**SUPPLIED TEXT:**
........
Opened 14 years ago

Last modified 4 years ago

#14645 new Bug

Exclude query with multiple conditions for the same multi-value relation not correct

Reported by: Ben Buchwald <bb2@…> Owned by: nobody
Component: Database layer (models, ORM) Version: dev
Severity: Normal Keywords: exclude manytomany
Cc: rma, Chris, PhiR_42, benkraft, bugs@…, Can Sarıgöl Triage Stage: Accepted
Has patch: yes Needs documentation: no
Needs tests: no Patch needs improvement: yes
Easy pickings: no UI/UX: no

Description (last modified by Asif Saifuddin Auvi)

According to http://docs.djangoproject.com/en/dev/topics/db/queries/#spanning-multi-valued-relationships: "all the conditions in a single exclude() statement apply to a single instance (if those conditions are talking about the same multi-valued relation)." This works correctly for filter() but for exclude() it is operating the same as if it was 2 separate exclude() calls. Here's an example set of models:

class Song(models.Model):
   name = models.CharField(max_length=30)
........
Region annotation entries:
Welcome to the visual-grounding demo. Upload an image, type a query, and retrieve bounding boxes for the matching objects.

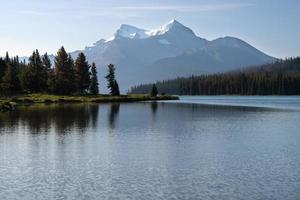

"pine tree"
[150,84,158,97]
[1,63,20,94]
[89,62,99,95]
[113,80,120,96]
[105,64,116,95]
[26,50,47,92]
[54,47,75,94]
[42,53,51,72]
[75,53,91,94]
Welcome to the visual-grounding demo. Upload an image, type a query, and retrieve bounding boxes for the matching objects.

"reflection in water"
[0,99,300,200]
[108,103,120,129]
[0,104,99,134]
[150,101,158,116]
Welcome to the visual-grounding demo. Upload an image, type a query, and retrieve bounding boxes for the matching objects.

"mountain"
[51,20,274,92]
[130,57,300,95]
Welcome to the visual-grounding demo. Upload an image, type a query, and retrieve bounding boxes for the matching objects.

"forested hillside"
[130,57,300,95]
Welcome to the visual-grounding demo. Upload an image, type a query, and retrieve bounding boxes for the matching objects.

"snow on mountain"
[30,20,275,92]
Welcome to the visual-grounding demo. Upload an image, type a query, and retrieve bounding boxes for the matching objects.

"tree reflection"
[0,104,99,134]
[108,103,120,129]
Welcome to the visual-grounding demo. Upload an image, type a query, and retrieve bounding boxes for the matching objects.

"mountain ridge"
[19,19,276,92]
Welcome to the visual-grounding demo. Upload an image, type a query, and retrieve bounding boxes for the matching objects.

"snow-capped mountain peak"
[106,19,194,42]
[115,24,148,39]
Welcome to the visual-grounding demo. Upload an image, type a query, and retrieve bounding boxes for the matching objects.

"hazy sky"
[0,0,300,57]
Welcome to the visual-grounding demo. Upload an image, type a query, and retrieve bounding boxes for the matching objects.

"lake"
[0,96,300,200]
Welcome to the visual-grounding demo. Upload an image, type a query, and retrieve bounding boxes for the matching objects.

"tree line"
[0,47,120,95]
[131,57,300,95]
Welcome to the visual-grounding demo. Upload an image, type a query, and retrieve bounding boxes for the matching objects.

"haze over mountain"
[19,20,275,92]
[72,20,274,91]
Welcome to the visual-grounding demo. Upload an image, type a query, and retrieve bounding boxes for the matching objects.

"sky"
[0,0,300,58]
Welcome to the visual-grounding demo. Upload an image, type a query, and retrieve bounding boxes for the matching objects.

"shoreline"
[0,94,179,112]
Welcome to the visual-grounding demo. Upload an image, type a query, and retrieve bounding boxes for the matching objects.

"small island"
[0,47,179,111]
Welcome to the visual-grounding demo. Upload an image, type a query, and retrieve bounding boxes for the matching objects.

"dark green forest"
[130,57,300,95]
[0,47,120,96]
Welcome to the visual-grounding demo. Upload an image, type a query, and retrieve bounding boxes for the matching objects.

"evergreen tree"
[0,58,6,92]
[113,80,120,96]
[150,84,158,97]
[42,53,51,73]
[105,64,116,96]
[54,47,75,94]
[1,63,20,94]
[47,69,57,93]
[89,62,99,95]
[75,52,91,94]
[26,50,47,92]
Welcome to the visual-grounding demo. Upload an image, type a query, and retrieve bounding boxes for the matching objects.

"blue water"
[0,96,300,200]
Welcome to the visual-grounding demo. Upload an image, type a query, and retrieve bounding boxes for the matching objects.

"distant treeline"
[0,47,120,96]
[131,57,300,95]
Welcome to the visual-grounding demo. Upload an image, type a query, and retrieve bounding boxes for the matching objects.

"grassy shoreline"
[0,94,179,112]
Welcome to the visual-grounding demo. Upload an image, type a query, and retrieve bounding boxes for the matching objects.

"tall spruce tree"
[89,62,99,95]
[42,53,51,72]
[23,50,47,92]
[113,80,120,96]
[150,84,158,97]
[0,58,6,88]
[54,47,75,94]
[1,63,20,95]
[75,52,91,94]
[105,64,116,95]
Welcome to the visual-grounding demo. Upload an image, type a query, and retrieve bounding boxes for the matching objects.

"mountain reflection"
[0,104,99,134]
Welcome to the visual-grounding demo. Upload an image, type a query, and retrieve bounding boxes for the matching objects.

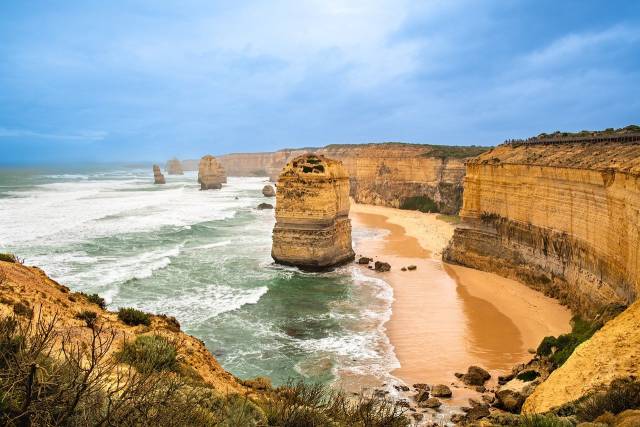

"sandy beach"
[351,203,571,403]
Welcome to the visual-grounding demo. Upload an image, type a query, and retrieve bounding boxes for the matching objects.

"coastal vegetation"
[0,315,410,427]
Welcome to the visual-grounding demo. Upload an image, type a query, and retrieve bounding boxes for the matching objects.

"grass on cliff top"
[0,315,411,427]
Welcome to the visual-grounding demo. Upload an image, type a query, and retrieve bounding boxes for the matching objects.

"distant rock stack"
[198,154,227,190]
[153,165,167,184]
[165,157,184,175]
[262,184,276,197]
[271,154,355,269]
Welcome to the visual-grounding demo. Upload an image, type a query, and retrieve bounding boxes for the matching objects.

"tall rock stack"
[153,165,167,184]
[271,154,354,269]
[166,157,184,175]
[198,154,227,190]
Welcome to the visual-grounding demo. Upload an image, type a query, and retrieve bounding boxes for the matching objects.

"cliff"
[271,154,355,269]
[444,140,640,317]
[0,261,245,393]
[523,301,640,413]
[198,155,227,190]
[219,143,487,214]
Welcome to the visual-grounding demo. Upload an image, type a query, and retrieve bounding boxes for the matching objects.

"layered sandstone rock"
[198,154,227,190]
[262,185,276,197]
[271,154,355,269]
[444,142,640,316]
[523,301,640,413]
[153,165,166,184]
[220,143,486,214]
[165,157,184,175]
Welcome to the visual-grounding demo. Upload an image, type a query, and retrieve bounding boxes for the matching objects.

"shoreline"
[351,202,571,405]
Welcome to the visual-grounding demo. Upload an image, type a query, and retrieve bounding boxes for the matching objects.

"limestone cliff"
[0,261,246,393]
[198,155,227,190]
[271,154,354,269]
[153,165,166,184]
[444,137,640,316]
[165,157,184,175]
[523,301,640,413]
[219,143,487,214]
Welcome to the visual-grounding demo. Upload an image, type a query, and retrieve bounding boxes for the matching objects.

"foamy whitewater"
[0,167,398,384]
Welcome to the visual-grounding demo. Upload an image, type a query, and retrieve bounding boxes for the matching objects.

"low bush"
[576,379,640,421]
[80,292,107,310]
[520,414,574,427]
[536,317,602,367]
[118,307,151,326]
[400,196,439,212]
[76,310,98,328]
[116,335,178,373]
[0,253,18,263]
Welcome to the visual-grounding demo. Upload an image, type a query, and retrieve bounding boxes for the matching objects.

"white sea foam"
[132,284,268,326]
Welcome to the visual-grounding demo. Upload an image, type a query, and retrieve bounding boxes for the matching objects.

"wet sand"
[351,204,571,403]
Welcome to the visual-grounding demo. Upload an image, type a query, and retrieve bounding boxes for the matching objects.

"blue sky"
[0,0,640,164]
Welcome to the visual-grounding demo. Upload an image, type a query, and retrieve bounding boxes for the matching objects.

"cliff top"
[280,154,349,179]
[469,140,640,175]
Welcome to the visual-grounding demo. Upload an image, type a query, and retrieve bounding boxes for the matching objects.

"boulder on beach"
[374,261,391,273]
[262,184,276,197]
[461,366,491,386]
[431,384,453,397]
[153,165,166,184]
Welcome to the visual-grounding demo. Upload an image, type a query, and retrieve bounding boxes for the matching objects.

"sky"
[0,0,640,164]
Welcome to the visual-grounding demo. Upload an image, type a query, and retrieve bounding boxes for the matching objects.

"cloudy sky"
[0,0,640,164]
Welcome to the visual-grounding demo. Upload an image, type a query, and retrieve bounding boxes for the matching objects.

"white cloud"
[0,127,107,142]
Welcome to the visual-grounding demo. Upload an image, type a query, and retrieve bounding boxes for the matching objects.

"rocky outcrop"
[153,165,166,184]
[262,185,276,197]
[271,154,355,269]
[523,301,640,413]
[443,138,640,317]
[198,154,227,190]
[219,143,488,214]
[165,157,184,175]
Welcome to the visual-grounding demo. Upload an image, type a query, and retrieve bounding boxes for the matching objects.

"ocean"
[0,165,399,392]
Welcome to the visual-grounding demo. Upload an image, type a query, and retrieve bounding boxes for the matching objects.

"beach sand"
[351,203,571,404]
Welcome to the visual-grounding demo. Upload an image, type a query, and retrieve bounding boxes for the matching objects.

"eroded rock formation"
[444,141,640,317]
[198,154,227,190]
[262,185,276,197]
[153,165,166,184]
[219,143,487,214]
[165,157,184,175]
[271,154,355,269]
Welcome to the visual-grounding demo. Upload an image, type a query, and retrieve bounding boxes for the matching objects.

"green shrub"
[116,335,178,372]
[118,307,151,326]
[576,379,640,421]
[400,196,439,212]
[76,310,98,328]
[80,292,107,310]
[0,253,18,263]
[536,317,602,367]
[520,414,573,427]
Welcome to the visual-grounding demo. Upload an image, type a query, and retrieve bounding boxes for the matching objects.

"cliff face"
[444,142,640,316]
[271,155,355,269]
[0,261,245,394]
[220,143,486,214]
[198,155,227,190]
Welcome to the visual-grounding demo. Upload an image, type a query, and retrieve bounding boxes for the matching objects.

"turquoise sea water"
[0,166,397,392]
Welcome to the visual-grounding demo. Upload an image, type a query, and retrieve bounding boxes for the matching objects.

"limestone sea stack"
[166,157,184,175]
[153,165,167,184]
[271,154,355,269]
[262,184,276,197]
[198,154,227,190]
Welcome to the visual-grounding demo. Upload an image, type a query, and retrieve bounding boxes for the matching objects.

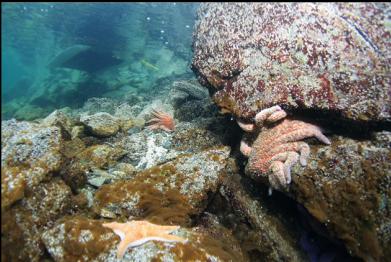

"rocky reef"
[1,3,391,261]
[193,3,391,121]
[192,3,391,261]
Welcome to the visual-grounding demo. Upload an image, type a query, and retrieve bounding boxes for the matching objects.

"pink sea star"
[146,109,175,132]
[238,106,330,193]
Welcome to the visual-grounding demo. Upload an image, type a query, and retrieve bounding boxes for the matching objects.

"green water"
[1,3,198,120]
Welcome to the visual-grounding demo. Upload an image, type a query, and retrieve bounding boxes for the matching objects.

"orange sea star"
[102,221,186,258]
[238,106,330,193]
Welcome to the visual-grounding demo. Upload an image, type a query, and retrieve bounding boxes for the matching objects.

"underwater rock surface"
[192,3,391,261]
[1,119,62,209]
[192,3,391,121]
[42,217,244,261]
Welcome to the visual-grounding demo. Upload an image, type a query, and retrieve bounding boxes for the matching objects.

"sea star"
[238,106,330,194]
[102,221,186,258]
[147,109,175,132]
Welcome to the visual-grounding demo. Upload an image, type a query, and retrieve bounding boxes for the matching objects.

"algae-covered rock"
[249,131,391,261]
[41,110,74,134]
[60,143,125,190]
[80,112,120,137]
[95,147,229,225]
[1,119,62,209]
[42,217,245,262]
[1,179,72,261]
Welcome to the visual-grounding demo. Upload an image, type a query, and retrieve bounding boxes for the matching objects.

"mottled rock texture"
[192,3,391,121]
[42,217,246,262]
[1,179,73,261]
[248,131,391,261]
[94,147,229,225]
[1,119,63,209]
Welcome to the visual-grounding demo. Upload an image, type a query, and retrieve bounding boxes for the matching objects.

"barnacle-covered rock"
[60,143,125,190]
[42,217,246,262]
[192,3,391,121]
[1,179,72,261]
[94,147,229,225]
[1,119,63,209]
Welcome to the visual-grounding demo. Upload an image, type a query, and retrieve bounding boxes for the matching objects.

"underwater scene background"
[1,2,391,262]
[1,3,197,120]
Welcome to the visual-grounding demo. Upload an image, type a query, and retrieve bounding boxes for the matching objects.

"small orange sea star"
[102,221,187,258]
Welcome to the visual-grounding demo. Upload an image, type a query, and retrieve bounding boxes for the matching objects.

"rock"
[192,3,391,122]
[41,110,74,134]
[121,129,180,170]
[1,119,62,210]
[42,217,246,262]
[86,163,136,187]
[217,175,307,261]
[80,112,120,137]
[60,144,125,190]
[1,179,72,261]
[250,131,391,261]
[169,80,209,108]
[94,147,229,225]
[119,119,227,170]
[174,99,219,122]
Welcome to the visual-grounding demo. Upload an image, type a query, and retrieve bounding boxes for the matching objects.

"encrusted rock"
[95,147,229,224]
[192,3,391,121]
[169,80,209,108]
[250,131,391,261]
[219,175,306,261]
[80,112,120,137]
[1,179,72,261]
[41,110,74,134]
[42,217,246,262]
[1,119,62,209]
[61,141,125,190]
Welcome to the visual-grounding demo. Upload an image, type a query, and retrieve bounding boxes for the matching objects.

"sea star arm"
[269,151,299,187]
[280,126,331,145]
[159,125,173,133]
[271,141,310,166]
[240,139,251,157]
[255,106,286,126]
[236,120,254,132]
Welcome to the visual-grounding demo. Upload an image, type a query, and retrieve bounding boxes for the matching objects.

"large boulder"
[42,217,247,262]
[247,131,391,261]
[192,3,391,121]
[1,119,63,209]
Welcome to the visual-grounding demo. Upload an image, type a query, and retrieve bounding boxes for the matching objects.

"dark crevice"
[341,16,381,55]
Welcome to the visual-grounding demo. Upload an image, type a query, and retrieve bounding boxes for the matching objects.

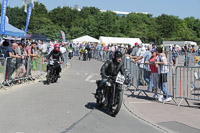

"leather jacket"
[101,59,124,78]
[47,50,64,61]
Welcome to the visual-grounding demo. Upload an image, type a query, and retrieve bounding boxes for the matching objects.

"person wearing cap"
[133,45,153,92]
[172,44,178,66]
[130,42,139,56]
[155,47,172,102]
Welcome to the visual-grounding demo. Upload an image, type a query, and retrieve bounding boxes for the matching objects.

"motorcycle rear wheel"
[108,90,123,117]
[46,70,51,84]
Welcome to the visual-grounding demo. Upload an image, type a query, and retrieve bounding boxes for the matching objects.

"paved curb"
[123,91,173,133]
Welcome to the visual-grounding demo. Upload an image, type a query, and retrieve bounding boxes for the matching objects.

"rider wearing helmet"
[95,51,124,98]
[46,44,64,77]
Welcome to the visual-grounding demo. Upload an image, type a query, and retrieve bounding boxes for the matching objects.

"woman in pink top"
[149,49,159,98]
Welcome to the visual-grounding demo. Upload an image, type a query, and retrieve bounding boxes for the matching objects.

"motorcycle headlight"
[106,82,111,87]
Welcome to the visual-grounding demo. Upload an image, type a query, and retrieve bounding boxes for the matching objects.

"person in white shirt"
[60,44,67,54]
[155,47,172,102]
[40,42,47,55]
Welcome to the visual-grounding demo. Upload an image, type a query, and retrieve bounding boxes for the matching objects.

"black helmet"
[114,51,122,59]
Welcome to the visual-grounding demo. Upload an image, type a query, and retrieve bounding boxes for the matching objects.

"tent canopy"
[99,36,142,46]
[0,16,26,37]
[71,35,99,43]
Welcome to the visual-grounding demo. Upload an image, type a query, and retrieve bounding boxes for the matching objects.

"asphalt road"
[0,57,161,133]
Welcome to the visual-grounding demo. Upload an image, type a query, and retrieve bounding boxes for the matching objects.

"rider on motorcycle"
[46,44,64,78]
[95,51,124,98]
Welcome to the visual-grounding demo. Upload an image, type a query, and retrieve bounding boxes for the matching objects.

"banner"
[60,30,65,43]
[24,3,33,32]
[1,0,8,35]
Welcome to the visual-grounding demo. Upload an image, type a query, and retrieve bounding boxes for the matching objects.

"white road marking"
[129,102,152,103]
[85,75,96,83]
[85,75,93,81]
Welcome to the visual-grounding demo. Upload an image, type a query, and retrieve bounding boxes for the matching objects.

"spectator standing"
[155,47,172,102]
[5,43,22,80]
[149,49,159,99]
[172,44,178,66]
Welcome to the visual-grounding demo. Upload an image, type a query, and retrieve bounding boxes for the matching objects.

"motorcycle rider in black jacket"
[46,44,64,78]
[95,51,124,98]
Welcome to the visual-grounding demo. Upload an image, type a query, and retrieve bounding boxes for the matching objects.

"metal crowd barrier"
[124,58,175,102]
[175,66,200,106]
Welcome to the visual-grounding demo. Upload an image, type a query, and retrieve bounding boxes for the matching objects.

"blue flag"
[60,31,65,42]
[24,3,33,32]
[1,0,8,35]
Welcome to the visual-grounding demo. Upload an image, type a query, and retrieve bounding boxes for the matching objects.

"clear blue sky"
[5,0,200,19]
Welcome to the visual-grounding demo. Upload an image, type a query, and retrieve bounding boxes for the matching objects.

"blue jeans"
[144,70,153,91]
[172,56,176,64]
[97,79,108,92]
[159,73,169,98]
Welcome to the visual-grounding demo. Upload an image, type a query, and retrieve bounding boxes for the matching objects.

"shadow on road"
[85,102,109,115]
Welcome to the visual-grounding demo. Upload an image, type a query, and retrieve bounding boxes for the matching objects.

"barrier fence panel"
[130,62,139,89]
[28,57,42,80]
[3,57,26,86]
[131,62,175,102]
[175,66,200,106]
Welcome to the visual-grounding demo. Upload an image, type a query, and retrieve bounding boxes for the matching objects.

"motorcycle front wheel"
[46,70,51,84]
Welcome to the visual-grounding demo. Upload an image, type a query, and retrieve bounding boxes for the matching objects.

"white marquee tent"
[71,35,99,43]
[99,36,142,46]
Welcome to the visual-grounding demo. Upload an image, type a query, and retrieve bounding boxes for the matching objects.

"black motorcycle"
[68,49,73,59]
[46,60,60,84]
[96,74,125,117]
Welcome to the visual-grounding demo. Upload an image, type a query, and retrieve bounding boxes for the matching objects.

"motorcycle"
[46,60,60,84]
[69,49,73,59]
[96,73,125,117]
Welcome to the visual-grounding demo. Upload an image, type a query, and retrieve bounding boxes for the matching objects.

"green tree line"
[0,2,200,43]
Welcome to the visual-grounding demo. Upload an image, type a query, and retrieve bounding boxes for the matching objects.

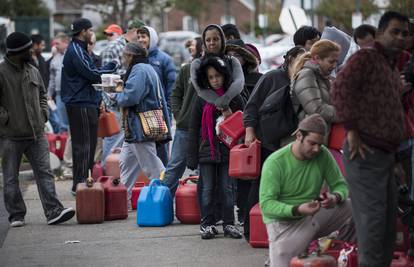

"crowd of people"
[0,11,414,267]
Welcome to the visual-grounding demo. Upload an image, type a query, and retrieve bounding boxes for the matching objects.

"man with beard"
[61,18,117,195]
[260,114,354,267]
[0,32,75,227]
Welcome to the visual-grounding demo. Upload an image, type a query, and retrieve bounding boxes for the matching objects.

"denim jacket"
[115,63,171,143]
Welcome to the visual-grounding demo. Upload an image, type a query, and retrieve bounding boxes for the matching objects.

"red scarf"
[201,87,224,159]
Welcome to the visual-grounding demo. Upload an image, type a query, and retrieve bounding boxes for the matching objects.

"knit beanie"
[70,18,92,35]
[294,113,328,136]
[6,32,32,54]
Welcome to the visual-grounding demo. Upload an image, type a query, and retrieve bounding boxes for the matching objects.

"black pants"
[66,105,98,191]
[243,147,274,241]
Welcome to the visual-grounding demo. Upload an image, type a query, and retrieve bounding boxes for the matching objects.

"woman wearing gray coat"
[291,40,341,125]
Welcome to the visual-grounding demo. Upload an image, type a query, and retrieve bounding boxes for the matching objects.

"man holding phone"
[260,114,354,267]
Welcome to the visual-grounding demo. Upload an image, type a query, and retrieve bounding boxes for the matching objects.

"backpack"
[259,85,299,144]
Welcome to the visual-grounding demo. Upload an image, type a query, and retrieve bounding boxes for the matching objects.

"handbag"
[98,108,121,137]
[137,77,168,141]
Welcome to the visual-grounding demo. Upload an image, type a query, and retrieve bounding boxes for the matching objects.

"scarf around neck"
[201,87,224,159]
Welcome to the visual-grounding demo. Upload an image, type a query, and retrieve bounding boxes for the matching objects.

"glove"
[214,95,231,109]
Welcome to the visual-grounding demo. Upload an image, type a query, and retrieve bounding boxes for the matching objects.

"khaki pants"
[266,200,355,267]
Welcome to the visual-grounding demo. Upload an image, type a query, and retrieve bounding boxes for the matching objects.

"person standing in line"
[138,26,176,166]
[0,32,75,227]
[331,11,408,267]
[110,43,171,205]
[163,37,202,195]
[101,19,145,166]
[61,18,117,195]
[47,33,69,132]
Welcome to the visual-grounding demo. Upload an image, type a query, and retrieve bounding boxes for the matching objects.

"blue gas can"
[137,179,174,226]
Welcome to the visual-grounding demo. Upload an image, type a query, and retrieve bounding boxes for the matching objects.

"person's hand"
[221,108,233,119]
[244,127,256,146]
[346,130,373,160]
[319,192,338,209]
[400,75,413,95]
[298,200,321,216]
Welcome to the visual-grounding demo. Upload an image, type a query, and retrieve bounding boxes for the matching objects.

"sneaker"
[223,224,243,239]
[47,208,75,225]
[211,225,218,235]
[10,220,25,227]
[200,225,217,239]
........
**EXERCISE TASKS:**
1. Translate this sentence from the bug ticket into Spanish: "This works correctly for filter() but for exclude() it is operating the same as if it was 2 separate exclude() calls."
2. From the bug ticket, copy out the passage starting with "Exclude query with" and going on through "Asif Saifuddin Auvi)".

**EXERCISE RESPONSES:**
1. Esto funciona correctamente con filter(), pero con exclude() opera igual que si fueran 2 llamadas separadas a exclude().

2.
Exclude query with multiple conditions for the same multi-value relation not correct

Reported by: Ben Buchwald <bb2@…> Owned by: nobody
Component: Database layer (models, ORM) Version: dev
Severity: Normal Keywords: exclude manytomany
Cc: rma, Chris, PhiR_42, benkraft, bugs@…, Can Sarıgöl Triage Stage: Accepted
Has patch: yes Needs documentation: no
Needs tests: no Patch needs improvement: yes
Easy pickings: no UI/UX: no

Description (last modified by Asif Saifuddin Auvi)